## Dataset records
"""

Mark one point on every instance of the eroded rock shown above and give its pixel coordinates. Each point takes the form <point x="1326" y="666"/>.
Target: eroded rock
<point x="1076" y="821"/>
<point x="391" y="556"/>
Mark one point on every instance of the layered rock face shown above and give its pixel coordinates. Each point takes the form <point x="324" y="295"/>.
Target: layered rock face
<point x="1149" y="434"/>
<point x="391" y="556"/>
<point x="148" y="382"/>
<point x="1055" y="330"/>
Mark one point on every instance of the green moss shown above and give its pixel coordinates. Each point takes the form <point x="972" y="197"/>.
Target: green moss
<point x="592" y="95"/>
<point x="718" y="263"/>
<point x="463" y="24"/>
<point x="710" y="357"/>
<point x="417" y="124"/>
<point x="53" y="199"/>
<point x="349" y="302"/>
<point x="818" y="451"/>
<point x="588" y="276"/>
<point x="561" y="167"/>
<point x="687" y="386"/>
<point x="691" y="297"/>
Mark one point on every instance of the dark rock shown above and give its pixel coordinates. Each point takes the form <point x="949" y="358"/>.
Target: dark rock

"""

## Requirements
Edit the lines running from the one containing "Mark one point on every instance of the dark" through the end of the records, inclusive, so that "dark rock" is replaced by "basalt outcrop" and nothing else changes. Give back only those lines.

## The result
Mark one point on every instance of the basalt outcrop shown above and give its pixel coordinates. Each point takes the form <point x="949" y="358"/>.
Target: basalt outcrop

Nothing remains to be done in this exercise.